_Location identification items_
------------
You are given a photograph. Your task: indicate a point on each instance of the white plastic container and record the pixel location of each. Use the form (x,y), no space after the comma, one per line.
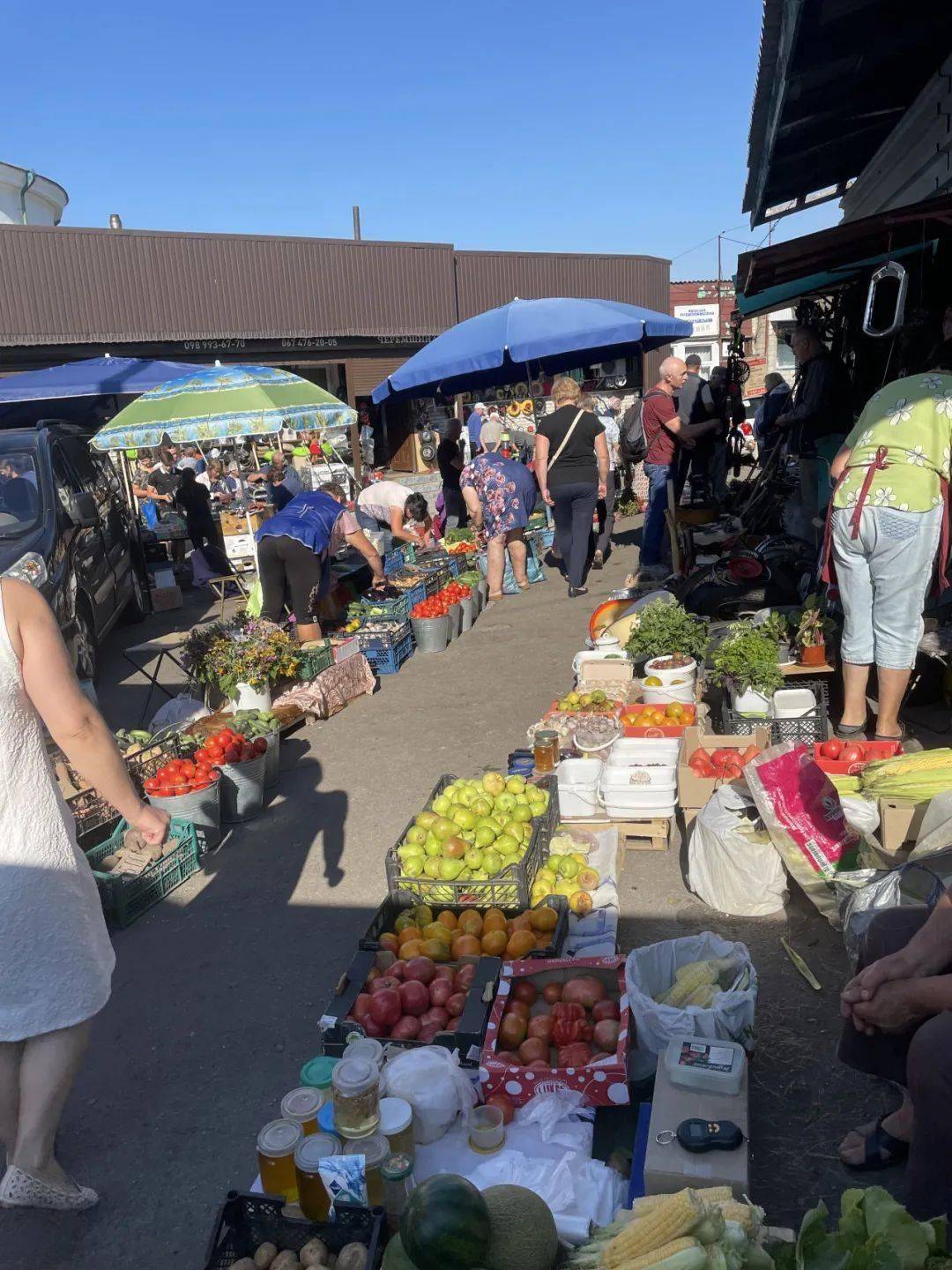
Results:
(577,787)
(793,703)
(698,1064)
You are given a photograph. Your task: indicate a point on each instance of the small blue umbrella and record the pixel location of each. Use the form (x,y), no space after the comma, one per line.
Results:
(555,334)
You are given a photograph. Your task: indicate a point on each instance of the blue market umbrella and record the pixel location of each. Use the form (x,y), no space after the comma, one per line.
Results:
(555,334)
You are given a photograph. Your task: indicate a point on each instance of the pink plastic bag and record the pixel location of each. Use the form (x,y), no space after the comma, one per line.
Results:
(802,813)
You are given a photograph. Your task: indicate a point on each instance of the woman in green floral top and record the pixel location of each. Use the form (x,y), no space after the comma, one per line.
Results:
(886,527)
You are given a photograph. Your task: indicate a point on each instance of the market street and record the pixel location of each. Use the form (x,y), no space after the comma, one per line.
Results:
(219,990)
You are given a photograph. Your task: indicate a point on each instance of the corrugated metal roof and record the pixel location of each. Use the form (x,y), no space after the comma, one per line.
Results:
(75,286)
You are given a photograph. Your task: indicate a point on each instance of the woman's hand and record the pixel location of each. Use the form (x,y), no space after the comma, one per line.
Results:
(152,823)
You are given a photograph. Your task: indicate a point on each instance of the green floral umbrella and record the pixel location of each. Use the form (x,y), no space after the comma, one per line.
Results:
(221,401)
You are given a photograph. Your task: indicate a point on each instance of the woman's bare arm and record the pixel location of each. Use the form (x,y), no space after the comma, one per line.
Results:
(74,721)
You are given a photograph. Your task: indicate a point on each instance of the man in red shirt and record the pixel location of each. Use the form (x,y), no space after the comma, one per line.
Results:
(664,435)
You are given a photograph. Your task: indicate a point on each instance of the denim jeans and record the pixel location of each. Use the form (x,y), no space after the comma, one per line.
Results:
(883,576)
(652,534)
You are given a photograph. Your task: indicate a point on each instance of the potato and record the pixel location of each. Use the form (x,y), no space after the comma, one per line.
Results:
(314,1254)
------------
_TASK TO CARRY OUT_
Rewrite the entire listing above as a numbered list, dropping any blank lines and leaving the picture out.

_THE OUTPUT_
1. You are given a photograph. Your task: indicate a point on each instance of the white plastic container and record the pixel location of each. Use the form (x,y), no space after the comma, one per line.
2. Results:
3. (577,787)
4. (793,703)
5. (698,1064)
6. You are given a photograph. Your task: indicate a point on each instance of the small blue umbrella and record the pixel location of each. Use the form (x,y), no space after the comma, one per line.
7. Results:
8. (555,334)
9. You are given a photograph. Your task: indicate a point on each instance of the blue market umbrella and record the pixel location of each. Use the form (x,y), no space after the comma, one per line.
10. Results:
11. (555,334)
12. You are given a photograph. Your task: indicate a point on each instance of the pink plastic bag and record the pixel location of each. Use the form (x,y), no space after the comma, one per line.
13. Results:
14. (802,813)
15. You are given a photograph. Your task: indicate a point on each instance of the woman in green floral top and record the pixel location of each. Use the form (x,y), no space after the comma, one per line.
16. Results:
17. (886,527)
18. You are given a photograph. Your task: indicate a point on each instance of the market street and record the pixel location of each. Use the form (x,y), no space after the comma, one per line.
19. Results:
20. (219,990)
21. You are given a photograph. Your task: indicate a point on each instance of the corrugated metal roof and record the pixel location of each. Use the form (x,y), no space after the comma, one per line.
22. Results:
23. (75,286)
24. You are given a photograph. Your task: indicate a point on each instance of the woman's hand and record the pixel location of each. Use the form (x,y), no space after the comma, one per line.
25. Results:
26. (152,823)
27. You are given a photograph. Your task: indicate a point on each instance of the green floral umbrella and record the pixel location of each. Use the form (x,y), no space after the comma, one per line.
28. Results:
29. (221,401)
30. You are given a photograph. Your task: indicate a point on each instance of the woman's bare arm and record the pixel location of each. Use the form (x,y), no space after the comma, one per line.
31. Results:
32. (74,721)
33. You are given a photograph. Your task: indicate a point on each instance of the man in red shirt and record the pixel location of each. Use the form (x,y), no space after the comma, one per line.
34. Results:
35. (664,435)
36. You are given a photograph. Your task: indicate a point on each instance of the denim jeans and record the pixel location of each. Use the form (x,y), no space after the comma, one per line.
37. Results:
38. (883,576)
39. (652,534)
40. You are given a photograph. Your task: indicate a point on each instance of the potato and record the pixel location of each. Use the form (x,y), no space after the comma, one per line.
41. Results:
42. (314,1254)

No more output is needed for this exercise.